---------- Text section
You can also install a security solution on your device and avoid getting annoying notifications or scam ads by making sure you are not redirected to a fake website when you subscribe.

“Where possible, block all subscription offers, unless they come from popular and trusted websites,” says Ovchinnikov.

Whatsapp Stokvels are back

By Bombi Mavundza for Business Insider SA

Despite the name change, the ‘stokvel’ still has the same modus operandi. Members deposit R200 – and hope to make huge profits.

The National Stokvel Association of SA (Nasasa) has previously warned South Africans that WhatsApp stokvels are most likely to be pyramid schemes rather than genuine savings vehicles – and those who have joined them have probably been scammed.

Like most pyramid schemes, the first few to join received a pay-out, but those who followed often lost all their money.

Many victims who have joined such stokvels in the past have seen group administrators disappear after making payments into the stokvels.

According to Nasasa founder and chairperson of Nasasa, Andrew Lukhele, scammers were using the popularity of stokvels to create pyramid schemes and take advantage of people.

Traditional stokvels are based on trust where everyone in the stokvel knows each other, and the terms of payout have already been set.

The Whatsapp scams often involves anonymous people, so it is impossible to track or trace the money when it disappears.

A stokvel, derived from “stock fair”, is a savings scheme where a group of people come together to save or increasing invest together.

Source: Abnormal Security

Attackers have been impersonating notifications from Microsoft Teams in order to steal the credentials of employees. Recently, Microsoft Teams has seen one of the largest increases in users as a result of the shift to remote work given the ongoing COVID-19 pandemic.
--------------------
● **What you will do**
[1] Using the text on scams, explain in one to three sentences why money lost in WhatsApp stokvel scams cannot be tracked.
[2] Answer these questions from the text on scams, one answer per line:
(a) How much do members deposit into the WhatsApp stokvels?
(b) From what phrase is the word "stokvel" derived?
(c) Which service's notifications have attackers been impersonating to steal employee credentials?
[3] Write the next part of the text on scams, picking up after its final sentence.
---------- Raw data
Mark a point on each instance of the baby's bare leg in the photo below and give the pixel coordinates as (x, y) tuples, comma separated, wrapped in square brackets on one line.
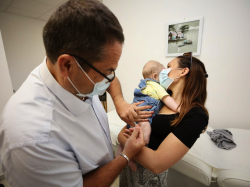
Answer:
[(119, 150), (146, 129)]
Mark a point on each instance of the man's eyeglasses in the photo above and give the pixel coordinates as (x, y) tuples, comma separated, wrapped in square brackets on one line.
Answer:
[(83, 60), (189, 54)]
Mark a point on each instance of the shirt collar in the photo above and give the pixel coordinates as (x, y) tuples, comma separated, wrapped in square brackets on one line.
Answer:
[(70, 101)]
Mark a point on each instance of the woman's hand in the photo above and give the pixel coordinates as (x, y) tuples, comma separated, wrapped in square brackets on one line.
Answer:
[(128, 132)]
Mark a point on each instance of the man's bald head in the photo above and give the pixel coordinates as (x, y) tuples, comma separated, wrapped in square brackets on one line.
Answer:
[(150, 68)]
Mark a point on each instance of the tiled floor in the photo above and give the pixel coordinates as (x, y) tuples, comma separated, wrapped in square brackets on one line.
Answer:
[(115, 183), (5, 183)]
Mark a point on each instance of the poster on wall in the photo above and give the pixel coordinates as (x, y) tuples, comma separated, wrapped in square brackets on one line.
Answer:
[(184, 36)]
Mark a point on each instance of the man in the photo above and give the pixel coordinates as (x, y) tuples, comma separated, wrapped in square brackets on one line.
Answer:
[(54, 131)]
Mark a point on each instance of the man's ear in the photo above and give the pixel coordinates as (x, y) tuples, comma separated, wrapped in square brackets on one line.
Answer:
[(65, 64), (184, 72)]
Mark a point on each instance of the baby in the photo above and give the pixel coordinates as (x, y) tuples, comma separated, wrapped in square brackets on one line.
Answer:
[(152, 93)]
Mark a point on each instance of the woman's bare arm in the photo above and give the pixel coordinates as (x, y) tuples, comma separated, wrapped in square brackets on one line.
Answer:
[(168, 153)]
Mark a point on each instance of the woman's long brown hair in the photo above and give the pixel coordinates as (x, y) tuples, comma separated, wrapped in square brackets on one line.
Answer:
--------------------
● **Task results**
[1] The WhatsApp scams often involve anonymous people, so when the money disappears it is impossible to track or trace. Traditional stokvels are different because everyone in them knows each other and the payout terms are already set.

[2]
(a) R200
(b) "stock fair"
(c) Microsoft Teams

[3]
Since the onset of the COVID-19 outbreak and the shift to remote work, there has been a remarkable increase in the usage of collaboration software. This particular attack impersonates Microsoft Teams, one of the leading collaboration software tools in widespread use.

Email attack
These attackers crafted convincing emails that impersonate automated notification emails from Microsoft Teams. The landing pages that host both attacks look identical to the real webpages, and the imagery used is copied from actual notifications and emails from this provider. In one of the attacks, the sender email originates from a recently registered domain, “sharepointonline-irs.com”, which is not associated to either Microsoft or the IRS.

Payload
Attackers utilise numerous URL redirects in order to conceal the real URL used that hosts the attacks. This tactic is employed in an attempt to bypass malicious link detection used by email protection services:
In one attack, the email contains a link to a document on a domain used by an established email marketing provider to host static material used for campaigns. Within this document there is an image urging the recipient to log in to Microsoft Teams. Once the user clicks this image, the URL takes the recipient to a compromised page which impersonates the Microsoft Office login page.
In the other attack, the URL redirect is hosted on YouTube, then redirected twice to the final webpage which hosts another Microsoft login phishing credentials site.

Result
Should the recipient fall victim to this attack, this user’s credentials would be compromised. Additionally, since Microsoft Teams is linked to Microsoft Office 365, the attacker may have access to other information available with the user’s Microsoft credentials via single-sign on.

Why is this attack effective?

  1. Convincing e-mail and landing page – the email and landing page the attackers created were convincing. The webpages and the links the email direct to are visually identical to legitimate Microsoft Teams and Microsoft login pages. Recipients would be hard-pressed to understand that these sites were set up to misdirect and deceive them to steal their credentials.
  2. Timing – given the current situation, people have become accustomed to notifications and invitations from collaboration software providers. Because of this, recipients might not look further to investigate the message.
  3. Urgency – a recipient may feel more compelled to quickly login to access the page because of the urgency felt when contacted by a coworker.